[Segmentation mask data]
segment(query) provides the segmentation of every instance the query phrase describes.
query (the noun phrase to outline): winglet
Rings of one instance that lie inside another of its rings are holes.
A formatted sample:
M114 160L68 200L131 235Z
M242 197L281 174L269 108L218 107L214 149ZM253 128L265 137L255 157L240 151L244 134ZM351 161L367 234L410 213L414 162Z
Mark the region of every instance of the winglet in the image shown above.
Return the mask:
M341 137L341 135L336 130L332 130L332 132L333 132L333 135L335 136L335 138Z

TASK STATEMENT ▸ Output the records exactly.

OUTPUT FOR THIS EXERCISE ▸
segment(query) provides the segmentation of every instance the query phrase describes.
query (the noun phrase to outline): winglet
Rings of one instance that lie inside another of its rings are holes.
A formatted sample:
M114 160L68 200L131 235Z
M242 197L281 174L269 108L218 107L214 149ZM253 128L265 137L255 157L240 151L244 134ZM351 161L367 234L410 213L414 162Z
Mark the region of every instance of the winglet in the image shown above.
Return the mask:
M341 137L341 135L336 130L332 130L332 132L333 132L333 135L335 136L335 138Z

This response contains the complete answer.